INFORMATION PROVIDED:

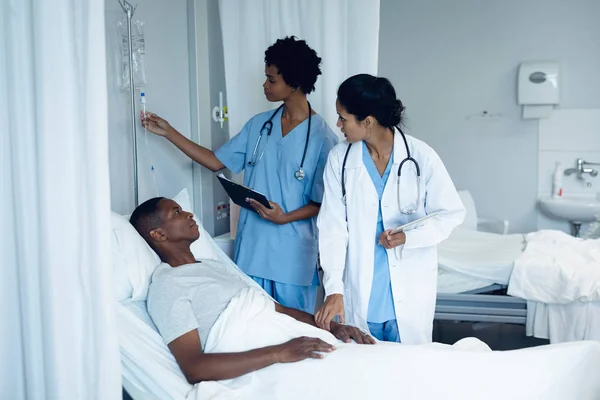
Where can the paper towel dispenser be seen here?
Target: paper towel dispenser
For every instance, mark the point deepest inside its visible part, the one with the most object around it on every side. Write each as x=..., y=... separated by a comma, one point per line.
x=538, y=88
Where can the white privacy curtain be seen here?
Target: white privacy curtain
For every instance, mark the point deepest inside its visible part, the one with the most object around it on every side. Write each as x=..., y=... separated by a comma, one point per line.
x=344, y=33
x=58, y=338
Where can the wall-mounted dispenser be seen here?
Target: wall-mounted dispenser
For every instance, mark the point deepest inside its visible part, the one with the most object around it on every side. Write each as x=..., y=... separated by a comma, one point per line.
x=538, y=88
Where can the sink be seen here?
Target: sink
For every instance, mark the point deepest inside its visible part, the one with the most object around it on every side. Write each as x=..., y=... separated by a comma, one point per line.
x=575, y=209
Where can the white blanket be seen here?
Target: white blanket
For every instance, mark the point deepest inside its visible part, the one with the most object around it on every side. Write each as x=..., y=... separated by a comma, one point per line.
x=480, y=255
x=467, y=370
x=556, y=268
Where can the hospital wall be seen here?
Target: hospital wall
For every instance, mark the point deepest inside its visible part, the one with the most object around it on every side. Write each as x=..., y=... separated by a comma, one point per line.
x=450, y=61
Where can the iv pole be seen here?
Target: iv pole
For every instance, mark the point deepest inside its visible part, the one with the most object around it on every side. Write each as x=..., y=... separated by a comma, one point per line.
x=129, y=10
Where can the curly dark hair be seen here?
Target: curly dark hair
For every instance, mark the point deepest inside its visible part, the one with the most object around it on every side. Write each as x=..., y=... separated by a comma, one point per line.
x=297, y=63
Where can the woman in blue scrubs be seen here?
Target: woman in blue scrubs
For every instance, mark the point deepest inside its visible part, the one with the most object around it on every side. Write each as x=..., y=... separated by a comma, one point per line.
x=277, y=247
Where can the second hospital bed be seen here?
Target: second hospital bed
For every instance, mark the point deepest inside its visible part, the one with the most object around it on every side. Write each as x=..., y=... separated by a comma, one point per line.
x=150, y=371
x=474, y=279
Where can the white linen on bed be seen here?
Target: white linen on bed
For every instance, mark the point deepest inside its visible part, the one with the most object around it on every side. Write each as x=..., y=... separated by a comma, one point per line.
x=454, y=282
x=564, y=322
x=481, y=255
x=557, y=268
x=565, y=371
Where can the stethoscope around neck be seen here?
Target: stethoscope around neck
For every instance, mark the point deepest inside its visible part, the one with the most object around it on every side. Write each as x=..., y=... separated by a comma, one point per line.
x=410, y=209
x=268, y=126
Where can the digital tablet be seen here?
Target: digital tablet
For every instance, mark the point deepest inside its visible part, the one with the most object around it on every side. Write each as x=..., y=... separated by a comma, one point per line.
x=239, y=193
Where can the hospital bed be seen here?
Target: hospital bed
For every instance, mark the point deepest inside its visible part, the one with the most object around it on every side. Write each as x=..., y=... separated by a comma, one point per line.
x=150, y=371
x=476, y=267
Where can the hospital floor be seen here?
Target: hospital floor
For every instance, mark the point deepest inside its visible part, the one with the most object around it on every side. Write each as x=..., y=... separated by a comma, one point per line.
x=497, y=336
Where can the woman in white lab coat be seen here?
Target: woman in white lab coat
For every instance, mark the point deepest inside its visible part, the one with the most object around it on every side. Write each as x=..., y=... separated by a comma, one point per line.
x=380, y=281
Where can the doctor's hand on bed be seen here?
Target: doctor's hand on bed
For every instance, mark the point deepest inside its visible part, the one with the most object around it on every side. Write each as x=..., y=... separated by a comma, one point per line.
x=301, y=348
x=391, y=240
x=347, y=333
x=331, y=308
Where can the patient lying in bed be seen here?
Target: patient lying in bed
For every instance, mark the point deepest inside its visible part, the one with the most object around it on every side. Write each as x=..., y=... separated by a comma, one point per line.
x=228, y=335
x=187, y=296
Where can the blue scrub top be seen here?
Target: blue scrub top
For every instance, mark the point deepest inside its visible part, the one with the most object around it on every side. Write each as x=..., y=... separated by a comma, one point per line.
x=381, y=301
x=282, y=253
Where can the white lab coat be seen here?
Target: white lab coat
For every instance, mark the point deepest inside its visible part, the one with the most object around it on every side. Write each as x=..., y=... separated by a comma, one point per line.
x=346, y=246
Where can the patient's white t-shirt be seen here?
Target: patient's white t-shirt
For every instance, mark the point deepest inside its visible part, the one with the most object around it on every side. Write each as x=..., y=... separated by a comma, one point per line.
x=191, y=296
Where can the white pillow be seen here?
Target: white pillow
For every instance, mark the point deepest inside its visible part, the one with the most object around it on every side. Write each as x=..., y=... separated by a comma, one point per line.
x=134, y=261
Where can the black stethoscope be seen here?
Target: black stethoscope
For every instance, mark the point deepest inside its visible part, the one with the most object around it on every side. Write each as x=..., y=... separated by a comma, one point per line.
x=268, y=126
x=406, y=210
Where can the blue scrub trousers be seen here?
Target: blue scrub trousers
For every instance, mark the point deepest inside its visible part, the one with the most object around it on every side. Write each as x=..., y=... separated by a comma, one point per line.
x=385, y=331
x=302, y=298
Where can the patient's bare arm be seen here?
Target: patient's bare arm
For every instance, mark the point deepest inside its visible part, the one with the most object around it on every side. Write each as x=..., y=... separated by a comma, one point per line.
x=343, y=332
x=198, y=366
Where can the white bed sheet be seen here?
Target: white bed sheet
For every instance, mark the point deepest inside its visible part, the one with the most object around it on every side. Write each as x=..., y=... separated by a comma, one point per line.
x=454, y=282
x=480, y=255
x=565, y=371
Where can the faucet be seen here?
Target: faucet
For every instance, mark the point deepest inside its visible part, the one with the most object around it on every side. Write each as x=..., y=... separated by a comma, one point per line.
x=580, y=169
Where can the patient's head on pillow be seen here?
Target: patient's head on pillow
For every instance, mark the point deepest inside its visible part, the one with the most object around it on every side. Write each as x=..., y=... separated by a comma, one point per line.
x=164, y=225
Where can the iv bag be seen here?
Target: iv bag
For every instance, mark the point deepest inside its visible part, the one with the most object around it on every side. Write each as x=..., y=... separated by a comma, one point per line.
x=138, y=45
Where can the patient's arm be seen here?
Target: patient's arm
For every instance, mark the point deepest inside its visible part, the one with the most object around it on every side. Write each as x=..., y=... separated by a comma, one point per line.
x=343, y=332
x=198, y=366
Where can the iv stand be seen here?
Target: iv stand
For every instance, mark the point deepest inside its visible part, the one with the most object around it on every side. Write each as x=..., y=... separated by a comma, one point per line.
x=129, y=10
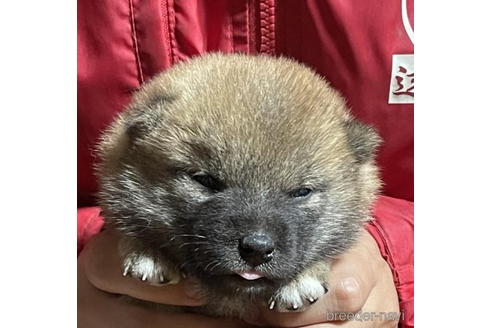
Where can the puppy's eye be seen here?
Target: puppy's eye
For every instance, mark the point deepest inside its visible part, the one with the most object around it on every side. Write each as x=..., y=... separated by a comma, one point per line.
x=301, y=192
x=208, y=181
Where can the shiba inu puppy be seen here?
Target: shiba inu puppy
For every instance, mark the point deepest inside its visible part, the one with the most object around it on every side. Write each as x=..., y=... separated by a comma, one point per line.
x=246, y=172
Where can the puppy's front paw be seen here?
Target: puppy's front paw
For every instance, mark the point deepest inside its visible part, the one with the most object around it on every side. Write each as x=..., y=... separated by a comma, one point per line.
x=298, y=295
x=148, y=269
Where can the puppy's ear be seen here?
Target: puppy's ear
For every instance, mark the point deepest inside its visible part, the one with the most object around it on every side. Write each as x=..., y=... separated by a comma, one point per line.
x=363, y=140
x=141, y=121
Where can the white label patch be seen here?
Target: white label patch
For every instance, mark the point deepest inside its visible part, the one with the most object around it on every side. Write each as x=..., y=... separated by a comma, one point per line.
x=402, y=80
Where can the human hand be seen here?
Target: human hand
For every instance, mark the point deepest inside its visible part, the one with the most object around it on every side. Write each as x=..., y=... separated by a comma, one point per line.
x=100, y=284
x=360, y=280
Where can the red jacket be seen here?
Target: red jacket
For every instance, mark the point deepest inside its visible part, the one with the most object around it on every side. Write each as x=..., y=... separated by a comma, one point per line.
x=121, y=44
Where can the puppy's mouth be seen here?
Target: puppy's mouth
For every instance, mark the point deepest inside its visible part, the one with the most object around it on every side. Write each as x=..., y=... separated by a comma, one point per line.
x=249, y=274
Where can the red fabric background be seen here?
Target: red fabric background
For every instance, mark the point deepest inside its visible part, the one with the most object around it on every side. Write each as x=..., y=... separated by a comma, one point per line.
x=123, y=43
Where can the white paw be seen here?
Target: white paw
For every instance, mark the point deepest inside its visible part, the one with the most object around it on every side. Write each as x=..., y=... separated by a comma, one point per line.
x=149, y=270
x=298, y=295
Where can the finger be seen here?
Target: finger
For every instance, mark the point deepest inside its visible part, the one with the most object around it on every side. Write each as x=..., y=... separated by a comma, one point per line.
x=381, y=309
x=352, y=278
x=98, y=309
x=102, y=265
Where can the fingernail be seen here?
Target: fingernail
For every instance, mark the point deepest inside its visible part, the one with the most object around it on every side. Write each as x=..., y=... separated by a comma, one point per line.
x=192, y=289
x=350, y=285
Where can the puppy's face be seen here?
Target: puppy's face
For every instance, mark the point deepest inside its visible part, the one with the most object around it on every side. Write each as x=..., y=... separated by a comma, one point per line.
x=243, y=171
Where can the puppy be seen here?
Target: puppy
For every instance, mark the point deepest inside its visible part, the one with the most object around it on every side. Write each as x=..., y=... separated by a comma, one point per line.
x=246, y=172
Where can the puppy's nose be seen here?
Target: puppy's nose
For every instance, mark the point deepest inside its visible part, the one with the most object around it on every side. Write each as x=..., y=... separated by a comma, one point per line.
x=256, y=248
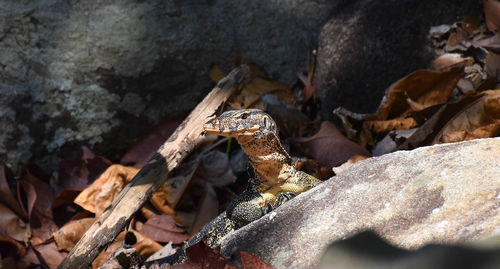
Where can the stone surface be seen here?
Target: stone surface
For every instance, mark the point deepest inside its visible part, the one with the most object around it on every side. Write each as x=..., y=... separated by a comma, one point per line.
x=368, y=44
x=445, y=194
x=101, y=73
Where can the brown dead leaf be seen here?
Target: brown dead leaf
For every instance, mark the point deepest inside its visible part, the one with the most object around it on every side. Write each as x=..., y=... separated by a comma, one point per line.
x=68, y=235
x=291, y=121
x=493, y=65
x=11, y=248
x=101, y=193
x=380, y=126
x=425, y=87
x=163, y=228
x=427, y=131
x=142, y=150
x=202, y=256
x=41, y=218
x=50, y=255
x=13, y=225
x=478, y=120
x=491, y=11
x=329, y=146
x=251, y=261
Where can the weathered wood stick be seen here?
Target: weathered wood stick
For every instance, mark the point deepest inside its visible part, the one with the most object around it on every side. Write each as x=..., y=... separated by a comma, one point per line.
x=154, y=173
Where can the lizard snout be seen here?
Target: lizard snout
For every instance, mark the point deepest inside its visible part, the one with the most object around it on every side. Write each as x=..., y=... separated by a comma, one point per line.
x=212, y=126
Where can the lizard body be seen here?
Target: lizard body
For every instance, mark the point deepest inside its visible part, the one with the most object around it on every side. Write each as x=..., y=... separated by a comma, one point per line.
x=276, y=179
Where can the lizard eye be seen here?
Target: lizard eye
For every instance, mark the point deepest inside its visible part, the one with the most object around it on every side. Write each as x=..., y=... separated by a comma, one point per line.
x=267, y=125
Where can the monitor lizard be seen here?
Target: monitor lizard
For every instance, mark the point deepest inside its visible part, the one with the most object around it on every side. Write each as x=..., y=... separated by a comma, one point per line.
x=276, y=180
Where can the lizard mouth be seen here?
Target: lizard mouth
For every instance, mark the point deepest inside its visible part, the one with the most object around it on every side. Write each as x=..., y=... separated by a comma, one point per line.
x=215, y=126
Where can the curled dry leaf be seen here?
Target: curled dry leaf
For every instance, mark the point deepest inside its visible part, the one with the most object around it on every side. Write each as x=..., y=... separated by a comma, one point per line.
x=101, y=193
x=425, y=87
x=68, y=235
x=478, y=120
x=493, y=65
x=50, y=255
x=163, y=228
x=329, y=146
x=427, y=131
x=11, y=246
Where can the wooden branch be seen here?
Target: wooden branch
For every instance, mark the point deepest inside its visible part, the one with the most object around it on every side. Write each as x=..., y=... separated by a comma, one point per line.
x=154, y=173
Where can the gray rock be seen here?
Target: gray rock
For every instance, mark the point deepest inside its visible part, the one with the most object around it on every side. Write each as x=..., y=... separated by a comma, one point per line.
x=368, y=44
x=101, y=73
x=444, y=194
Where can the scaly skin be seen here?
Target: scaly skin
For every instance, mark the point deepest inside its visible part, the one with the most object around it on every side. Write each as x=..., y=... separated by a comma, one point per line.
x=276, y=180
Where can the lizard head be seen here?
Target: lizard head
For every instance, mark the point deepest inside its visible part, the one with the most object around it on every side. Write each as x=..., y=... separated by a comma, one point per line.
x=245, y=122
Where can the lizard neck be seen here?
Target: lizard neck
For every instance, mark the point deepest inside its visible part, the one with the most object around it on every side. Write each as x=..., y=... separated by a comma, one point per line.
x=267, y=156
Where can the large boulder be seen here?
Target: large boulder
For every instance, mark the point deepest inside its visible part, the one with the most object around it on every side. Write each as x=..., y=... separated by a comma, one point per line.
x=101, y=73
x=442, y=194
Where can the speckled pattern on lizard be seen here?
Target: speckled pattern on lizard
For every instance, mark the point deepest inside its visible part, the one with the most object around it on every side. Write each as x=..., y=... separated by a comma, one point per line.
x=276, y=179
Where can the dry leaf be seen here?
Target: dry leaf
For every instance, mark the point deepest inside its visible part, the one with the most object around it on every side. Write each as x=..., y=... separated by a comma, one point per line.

YOUR TASK: With the line holding "Target: wooden branch" as the first and the line holding "Target: gray rock" as the last, set down that range of the entries above exactly, and nothing else.

OUTPUT:
Target: wooden branch
For every instance, mark the point deepest inside its visible part, the one with the most object around it on every side. Write each as x=..., y=... separated by a comma, one point per line.
x=154, y=173
Where can the gray rock be seen here?
Target: gray rock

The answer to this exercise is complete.